> **What this task involves**
Below are records; print only the lines from the line containing "find the orange leaf" to the end, both included, reproduced exactly and without the pictures.

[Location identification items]
* START *
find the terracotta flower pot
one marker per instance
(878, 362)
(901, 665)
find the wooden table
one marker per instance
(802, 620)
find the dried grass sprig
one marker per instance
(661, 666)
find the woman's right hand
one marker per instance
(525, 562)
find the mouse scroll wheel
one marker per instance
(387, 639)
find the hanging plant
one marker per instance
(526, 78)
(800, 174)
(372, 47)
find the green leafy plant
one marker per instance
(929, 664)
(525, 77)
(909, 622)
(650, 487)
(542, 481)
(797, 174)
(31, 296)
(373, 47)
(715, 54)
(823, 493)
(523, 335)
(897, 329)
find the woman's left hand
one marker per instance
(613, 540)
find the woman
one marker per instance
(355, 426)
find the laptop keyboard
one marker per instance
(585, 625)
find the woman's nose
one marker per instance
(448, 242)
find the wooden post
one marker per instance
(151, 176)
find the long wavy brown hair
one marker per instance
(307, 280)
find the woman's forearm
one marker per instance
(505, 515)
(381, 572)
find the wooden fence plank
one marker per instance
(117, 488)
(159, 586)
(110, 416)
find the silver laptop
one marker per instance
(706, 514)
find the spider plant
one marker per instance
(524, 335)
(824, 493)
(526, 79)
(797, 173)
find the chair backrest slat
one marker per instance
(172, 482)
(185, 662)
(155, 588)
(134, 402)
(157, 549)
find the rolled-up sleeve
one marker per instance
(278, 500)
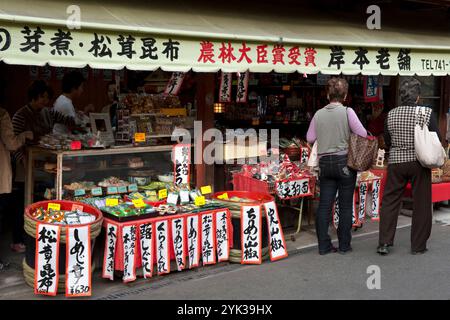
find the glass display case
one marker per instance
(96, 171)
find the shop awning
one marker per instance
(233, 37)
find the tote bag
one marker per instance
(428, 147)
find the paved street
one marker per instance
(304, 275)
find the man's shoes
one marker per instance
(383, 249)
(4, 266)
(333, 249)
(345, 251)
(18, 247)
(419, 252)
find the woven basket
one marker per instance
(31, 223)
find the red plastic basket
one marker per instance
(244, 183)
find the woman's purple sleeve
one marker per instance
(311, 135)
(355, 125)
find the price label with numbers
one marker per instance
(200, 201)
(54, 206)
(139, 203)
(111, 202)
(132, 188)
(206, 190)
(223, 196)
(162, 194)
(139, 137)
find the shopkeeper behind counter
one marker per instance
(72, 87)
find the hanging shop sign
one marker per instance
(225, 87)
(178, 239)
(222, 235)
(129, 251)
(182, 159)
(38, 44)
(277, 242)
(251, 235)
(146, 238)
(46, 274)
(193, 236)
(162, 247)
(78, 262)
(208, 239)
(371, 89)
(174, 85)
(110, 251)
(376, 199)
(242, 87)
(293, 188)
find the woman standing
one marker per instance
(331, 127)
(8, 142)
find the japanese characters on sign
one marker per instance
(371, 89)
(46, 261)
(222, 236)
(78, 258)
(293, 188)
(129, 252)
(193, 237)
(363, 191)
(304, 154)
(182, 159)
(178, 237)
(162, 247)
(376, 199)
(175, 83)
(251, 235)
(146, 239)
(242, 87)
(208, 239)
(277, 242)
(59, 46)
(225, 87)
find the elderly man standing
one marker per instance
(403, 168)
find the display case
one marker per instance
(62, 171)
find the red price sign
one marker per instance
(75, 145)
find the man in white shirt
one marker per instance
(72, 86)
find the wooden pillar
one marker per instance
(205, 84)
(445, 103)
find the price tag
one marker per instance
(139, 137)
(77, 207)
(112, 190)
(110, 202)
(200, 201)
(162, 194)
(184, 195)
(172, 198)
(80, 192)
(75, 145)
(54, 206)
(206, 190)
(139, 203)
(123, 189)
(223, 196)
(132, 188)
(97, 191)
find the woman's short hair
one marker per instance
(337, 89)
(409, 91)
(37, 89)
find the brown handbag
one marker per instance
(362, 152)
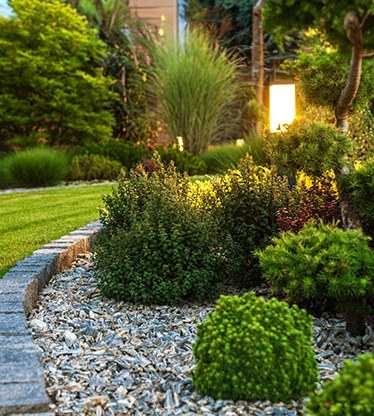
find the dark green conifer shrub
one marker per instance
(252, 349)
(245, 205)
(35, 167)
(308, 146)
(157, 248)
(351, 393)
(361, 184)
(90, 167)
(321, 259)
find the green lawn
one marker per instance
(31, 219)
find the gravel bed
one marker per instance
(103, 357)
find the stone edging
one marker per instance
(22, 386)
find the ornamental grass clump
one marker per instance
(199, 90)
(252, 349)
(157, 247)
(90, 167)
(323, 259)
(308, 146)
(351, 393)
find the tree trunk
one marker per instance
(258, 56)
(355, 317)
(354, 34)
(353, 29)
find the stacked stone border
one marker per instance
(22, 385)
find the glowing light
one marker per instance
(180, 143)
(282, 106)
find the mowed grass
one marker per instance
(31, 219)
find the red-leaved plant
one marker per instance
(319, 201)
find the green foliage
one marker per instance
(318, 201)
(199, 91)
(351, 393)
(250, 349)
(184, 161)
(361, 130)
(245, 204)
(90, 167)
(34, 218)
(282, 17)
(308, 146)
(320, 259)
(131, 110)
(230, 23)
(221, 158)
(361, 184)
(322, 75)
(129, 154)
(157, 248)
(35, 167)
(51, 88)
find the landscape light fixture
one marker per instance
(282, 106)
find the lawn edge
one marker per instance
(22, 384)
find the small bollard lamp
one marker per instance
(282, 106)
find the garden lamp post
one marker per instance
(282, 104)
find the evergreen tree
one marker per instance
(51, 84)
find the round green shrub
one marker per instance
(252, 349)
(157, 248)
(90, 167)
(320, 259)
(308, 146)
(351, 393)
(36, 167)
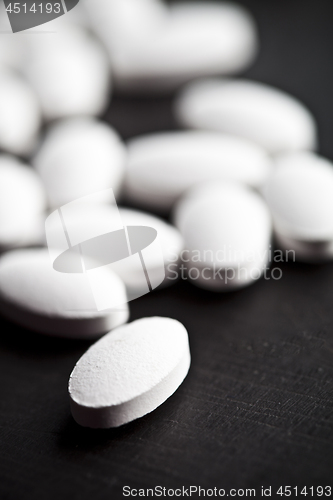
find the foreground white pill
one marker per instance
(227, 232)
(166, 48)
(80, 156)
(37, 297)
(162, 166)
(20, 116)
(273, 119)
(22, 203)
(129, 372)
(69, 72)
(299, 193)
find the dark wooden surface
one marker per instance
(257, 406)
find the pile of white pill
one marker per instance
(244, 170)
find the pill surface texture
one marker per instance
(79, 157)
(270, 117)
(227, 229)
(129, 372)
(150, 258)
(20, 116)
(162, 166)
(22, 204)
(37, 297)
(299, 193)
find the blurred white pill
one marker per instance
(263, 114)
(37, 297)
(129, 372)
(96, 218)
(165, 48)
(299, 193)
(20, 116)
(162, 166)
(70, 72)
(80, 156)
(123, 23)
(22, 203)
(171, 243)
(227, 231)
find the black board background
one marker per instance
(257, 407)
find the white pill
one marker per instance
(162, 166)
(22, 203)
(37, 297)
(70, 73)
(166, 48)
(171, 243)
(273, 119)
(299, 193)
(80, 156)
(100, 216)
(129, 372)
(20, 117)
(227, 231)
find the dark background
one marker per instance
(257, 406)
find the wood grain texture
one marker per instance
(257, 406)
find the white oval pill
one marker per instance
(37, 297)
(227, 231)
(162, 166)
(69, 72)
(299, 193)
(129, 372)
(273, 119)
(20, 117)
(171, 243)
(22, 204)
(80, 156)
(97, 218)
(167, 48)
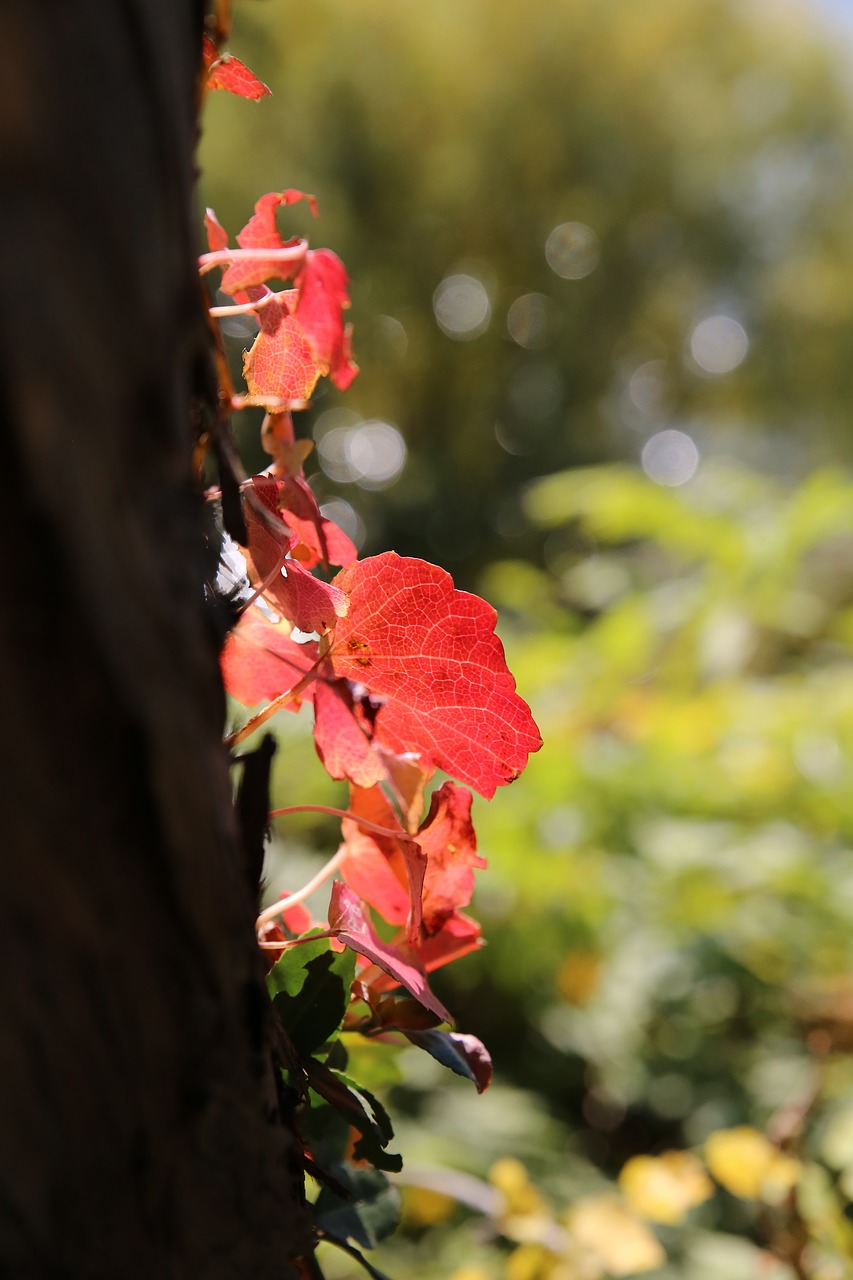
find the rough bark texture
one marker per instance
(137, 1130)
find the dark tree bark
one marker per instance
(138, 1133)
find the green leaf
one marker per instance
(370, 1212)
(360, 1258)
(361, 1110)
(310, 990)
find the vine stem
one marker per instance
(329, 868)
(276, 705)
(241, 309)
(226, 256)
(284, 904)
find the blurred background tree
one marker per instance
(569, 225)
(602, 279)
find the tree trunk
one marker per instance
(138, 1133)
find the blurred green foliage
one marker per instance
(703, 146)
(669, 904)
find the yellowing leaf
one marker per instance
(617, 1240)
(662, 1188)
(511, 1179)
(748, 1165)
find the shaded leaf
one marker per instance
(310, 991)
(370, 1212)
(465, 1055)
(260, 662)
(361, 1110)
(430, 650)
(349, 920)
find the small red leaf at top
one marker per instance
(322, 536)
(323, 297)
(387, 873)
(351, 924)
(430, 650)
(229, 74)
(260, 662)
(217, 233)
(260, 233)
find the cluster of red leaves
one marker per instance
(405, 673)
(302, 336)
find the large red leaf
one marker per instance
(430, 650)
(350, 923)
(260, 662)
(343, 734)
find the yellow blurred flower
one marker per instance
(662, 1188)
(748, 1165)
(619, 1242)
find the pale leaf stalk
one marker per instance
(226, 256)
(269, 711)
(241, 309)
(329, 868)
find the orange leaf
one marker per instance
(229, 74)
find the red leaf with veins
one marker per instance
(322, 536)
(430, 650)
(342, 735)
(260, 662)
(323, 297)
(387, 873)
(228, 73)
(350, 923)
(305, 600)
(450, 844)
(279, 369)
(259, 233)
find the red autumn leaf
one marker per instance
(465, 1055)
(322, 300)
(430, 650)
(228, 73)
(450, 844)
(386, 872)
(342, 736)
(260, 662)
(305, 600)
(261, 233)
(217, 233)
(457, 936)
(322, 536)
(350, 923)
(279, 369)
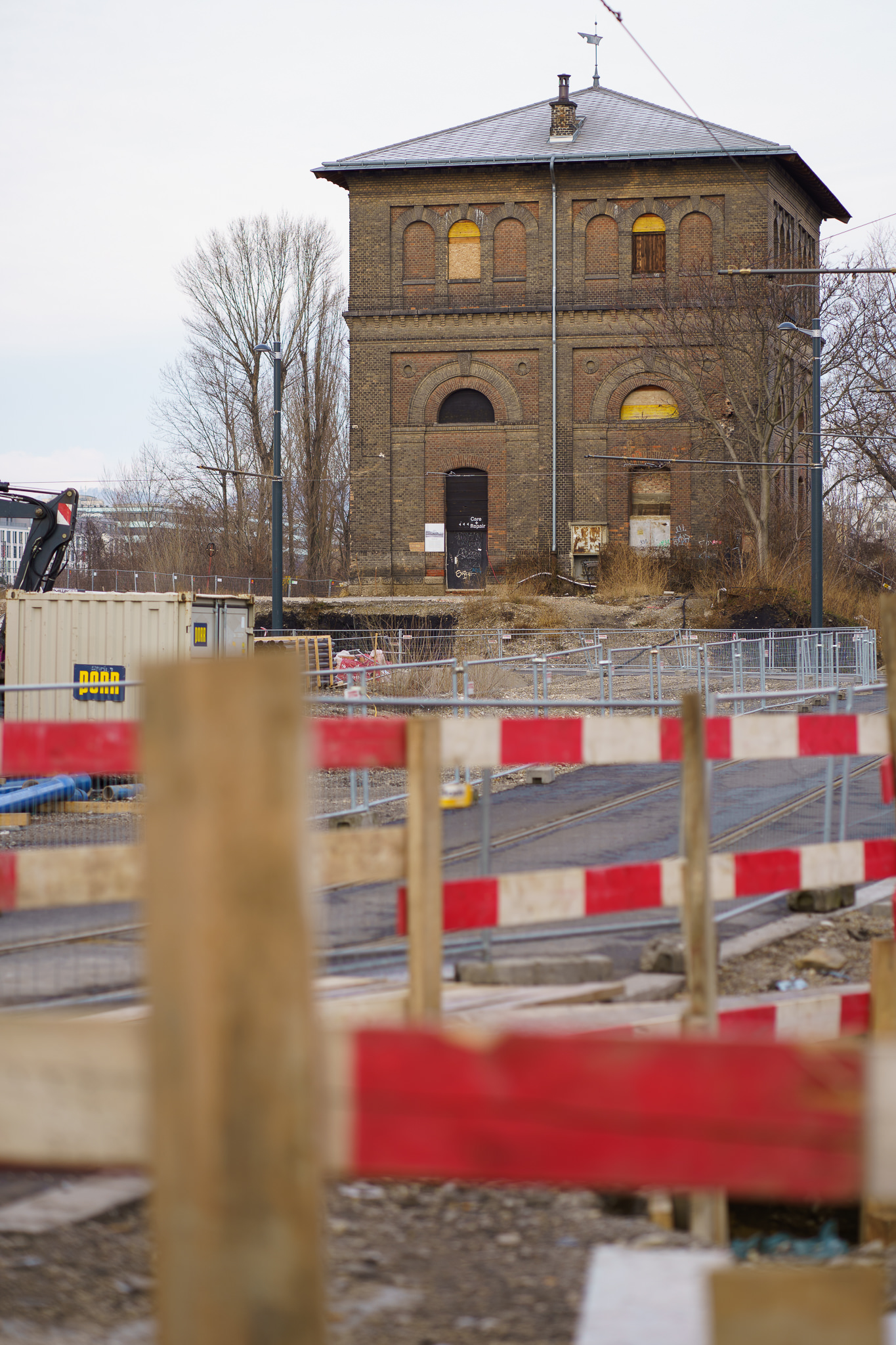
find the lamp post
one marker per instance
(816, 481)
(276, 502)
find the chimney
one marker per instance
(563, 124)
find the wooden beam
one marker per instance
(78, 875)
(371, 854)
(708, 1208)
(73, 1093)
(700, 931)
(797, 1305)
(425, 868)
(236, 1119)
* END *
> **Solution to this exercise**
find the orange leaf
one marker per instance
(229, 74)
find the red leaf with veins
one marker per instance
(322, 536)
(430, 650)
(342, 735)
(260, 662)
(323, 297)
(387, 873)
(228, 73)
(350, 923)
(305, 600)
(450, 844)
(279, 369)
(259, 233)
find the red autumn leaf
one marker per instance
(465, 1055)
(322, 300)
(430, 650)
(228, 73)
(450, 844)
(386, 872)
(342, 736)
(260, 662)
(305, 600)
(261, 233)
(217, 233)
(457, 936)
(322, 536)
(350, 923)
(279, 369)
find the lamp post
one marker per instance
(816, 481)
(276, 502)
find the chimney
one marker per instance
(563, 124)
find the wooden beam
one marker per instance
(78, 875)
(371, 854)
(708, 1208)
(73, 1093)
(700, 931)
(797, 1305)
(425, 868)
(236, 1119)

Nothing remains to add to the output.